Starting with the line containing "Where can you see the white lamp" and going on through the end of the items, write out every line again, both the asking lines and the answers. Scale each x and y coordinate in the answers by 1.45 and round to whole numbers, with halves rounding up.
## Start
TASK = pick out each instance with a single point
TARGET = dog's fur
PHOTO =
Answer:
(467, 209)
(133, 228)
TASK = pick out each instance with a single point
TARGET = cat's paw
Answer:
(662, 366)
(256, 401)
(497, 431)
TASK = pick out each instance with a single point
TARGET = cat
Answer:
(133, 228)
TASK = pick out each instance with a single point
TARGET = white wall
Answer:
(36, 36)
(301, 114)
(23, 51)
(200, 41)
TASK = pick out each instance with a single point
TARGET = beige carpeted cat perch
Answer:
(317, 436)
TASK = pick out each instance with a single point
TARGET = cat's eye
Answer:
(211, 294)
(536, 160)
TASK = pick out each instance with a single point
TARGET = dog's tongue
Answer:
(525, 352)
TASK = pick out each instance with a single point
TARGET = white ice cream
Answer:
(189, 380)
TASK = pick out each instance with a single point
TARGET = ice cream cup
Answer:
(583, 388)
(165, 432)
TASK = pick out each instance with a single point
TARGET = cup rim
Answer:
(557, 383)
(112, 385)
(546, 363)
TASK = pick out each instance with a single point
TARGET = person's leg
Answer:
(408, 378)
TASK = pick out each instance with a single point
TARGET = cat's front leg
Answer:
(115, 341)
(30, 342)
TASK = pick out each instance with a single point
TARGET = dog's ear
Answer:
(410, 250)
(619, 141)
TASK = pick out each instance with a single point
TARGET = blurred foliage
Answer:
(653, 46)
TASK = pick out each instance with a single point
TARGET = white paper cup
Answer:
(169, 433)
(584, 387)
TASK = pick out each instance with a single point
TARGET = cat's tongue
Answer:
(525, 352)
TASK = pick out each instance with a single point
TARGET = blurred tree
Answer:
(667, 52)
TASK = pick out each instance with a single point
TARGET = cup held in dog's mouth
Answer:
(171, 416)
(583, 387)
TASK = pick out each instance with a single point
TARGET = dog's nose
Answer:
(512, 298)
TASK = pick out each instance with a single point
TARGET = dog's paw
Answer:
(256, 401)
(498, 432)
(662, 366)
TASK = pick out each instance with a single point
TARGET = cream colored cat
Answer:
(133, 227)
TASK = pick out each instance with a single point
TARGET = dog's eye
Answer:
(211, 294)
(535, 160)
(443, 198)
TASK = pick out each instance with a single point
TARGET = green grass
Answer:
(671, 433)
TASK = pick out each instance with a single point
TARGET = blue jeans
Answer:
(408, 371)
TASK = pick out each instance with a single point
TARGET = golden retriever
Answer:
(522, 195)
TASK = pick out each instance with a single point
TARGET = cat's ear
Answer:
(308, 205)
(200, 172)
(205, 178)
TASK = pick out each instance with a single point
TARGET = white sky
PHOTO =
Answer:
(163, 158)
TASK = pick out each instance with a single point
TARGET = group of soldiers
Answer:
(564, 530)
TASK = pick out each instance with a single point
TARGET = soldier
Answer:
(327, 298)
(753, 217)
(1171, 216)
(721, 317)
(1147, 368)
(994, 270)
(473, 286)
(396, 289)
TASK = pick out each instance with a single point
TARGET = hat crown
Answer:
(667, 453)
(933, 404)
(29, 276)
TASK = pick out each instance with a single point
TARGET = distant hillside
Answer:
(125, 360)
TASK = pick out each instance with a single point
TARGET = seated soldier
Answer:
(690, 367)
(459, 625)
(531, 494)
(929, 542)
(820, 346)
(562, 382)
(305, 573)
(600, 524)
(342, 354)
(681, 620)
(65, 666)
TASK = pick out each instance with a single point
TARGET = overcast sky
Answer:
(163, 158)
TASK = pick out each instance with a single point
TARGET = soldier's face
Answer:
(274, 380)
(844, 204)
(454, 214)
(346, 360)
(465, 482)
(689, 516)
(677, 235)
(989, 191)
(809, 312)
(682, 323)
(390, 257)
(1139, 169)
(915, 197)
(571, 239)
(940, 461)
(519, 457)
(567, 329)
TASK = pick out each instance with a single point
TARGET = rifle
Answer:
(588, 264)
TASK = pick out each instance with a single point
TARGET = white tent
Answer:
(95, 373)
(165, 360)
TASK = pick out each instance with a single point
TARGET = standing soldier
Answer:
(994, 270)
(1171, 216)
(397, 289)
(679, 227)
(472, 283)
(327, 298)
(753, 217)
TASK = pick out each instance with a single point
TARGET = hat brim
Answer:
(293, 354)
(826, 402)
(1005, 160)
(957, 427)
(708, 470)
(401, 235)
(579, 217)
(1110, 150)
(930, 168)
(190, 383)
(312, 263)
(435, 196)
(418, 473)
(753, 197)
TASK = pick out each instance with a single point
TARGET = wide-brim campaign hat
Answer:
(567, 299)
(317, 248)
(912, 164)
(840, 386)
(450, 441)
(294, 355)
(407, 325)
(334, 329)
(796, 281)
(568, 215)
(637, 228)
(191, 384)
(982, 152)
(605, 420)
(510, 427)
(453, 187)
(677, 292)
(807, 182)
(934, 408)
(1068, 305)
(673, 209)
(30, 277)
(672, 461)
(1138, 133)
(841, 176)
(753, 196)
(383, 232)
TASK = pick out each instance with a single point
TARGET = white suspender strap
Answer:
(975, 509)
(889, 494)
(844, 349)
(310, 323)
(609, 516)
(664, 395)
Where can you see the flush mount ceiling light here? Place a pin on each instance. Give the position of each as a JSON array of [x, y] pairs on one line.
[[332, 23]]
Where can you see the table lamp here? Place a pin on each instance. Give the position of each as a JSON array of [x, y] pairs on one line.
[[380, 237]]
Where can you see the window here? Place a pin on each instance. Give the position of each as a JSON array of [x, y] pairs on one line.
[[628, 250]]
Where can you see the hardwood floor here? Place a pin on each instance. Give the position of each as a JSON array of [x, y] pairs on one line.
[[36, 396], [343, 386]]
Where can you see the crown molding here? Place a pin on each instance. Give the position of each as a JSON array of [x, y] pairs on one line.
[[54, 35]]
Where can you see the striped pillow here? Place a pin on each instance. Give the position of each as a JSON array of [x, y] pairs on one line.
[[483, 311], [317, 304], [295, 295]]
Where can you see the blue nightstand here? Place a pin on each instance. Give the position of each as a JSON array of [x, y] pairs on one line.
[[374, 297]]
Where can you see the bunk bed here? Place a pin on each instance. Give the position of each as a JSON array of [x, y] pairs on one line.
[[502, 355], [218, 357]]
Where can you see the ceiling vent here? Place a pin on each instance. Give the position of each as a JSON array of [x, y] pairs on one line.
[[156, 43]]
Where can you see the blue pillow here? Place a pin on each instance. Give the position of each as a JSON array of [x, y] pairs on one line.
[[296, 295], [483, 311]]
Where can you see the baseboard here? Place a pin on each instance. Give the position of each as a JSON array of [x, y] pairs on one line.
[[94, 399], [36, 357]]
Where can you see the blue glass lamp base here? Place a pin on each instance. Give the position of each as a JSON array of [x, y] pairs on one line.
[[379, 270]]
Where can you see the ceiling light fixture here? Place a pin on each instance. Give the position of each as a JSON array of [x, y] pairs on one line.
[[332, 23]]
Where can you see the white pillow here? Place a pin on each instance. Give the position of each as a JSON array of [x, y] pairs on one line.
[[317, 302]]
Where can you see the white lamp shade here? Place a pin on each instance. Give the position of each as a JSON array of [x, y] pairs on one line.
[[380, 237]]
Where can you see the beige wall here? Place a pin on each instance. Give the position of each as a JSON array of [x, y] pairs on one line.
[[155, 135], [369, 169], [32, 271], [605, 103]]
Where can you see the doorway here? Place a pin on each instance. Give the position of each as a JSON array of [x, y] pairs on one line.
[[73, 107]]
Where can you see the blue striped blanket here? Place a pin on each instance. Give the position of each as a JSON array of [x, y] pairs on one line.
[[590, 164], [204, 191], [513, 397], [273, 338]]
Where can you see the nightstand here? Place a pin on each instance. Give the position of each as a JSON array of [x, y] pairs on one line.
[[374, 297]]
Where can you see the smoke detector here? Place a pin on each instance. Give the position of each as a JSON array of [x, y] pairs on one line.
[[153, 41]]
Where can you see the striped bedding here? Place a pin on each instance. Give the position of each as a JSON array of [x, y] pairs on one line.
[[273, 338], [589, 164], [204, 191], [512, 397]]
## End
-- Exercise response --
Where can you see the white lamp shade here? Place a pin on each instance. Give the position of each as a JSON array of [x, y] pairs on one line.
[[551, 344]]
Where can you see the beige wall here? Place a pin on each instance. Give the position of each as a JSON array of [x, y] pairs on one line.
[[225, 196], [535, 245], [46, 393], [877, 149]]
Where can you see the doorway here? Place a pin on each instance. Give the position of each as a JSON array of [x, y] pairs on one line.
[[106, 155]]
Where can you see the blue striped blanket here? Place a pin on each instance. Give the position of each as a JSON array of [x, y] pairs on one line.
[[856, 238], [296, 277], [744, 576], [396, 490]]
Where can you see the nightstand here? Place a pin on each instance. Give the position of each as a JSON array of [x, y] pairs on one line.
[[542, 431]]
Where can you see the smoke detector here? Place a pin on each instance. Give the position of each as a JSON array of [x, y] pairs on one line.
[[222, 59]]
Where can you see the striped bedding here? Place a pin on each instance. Give the position of each as a JSON array of [x, y] pairs on one line.
[[396, 490], [854, 238], [296, 277], [742, 576]]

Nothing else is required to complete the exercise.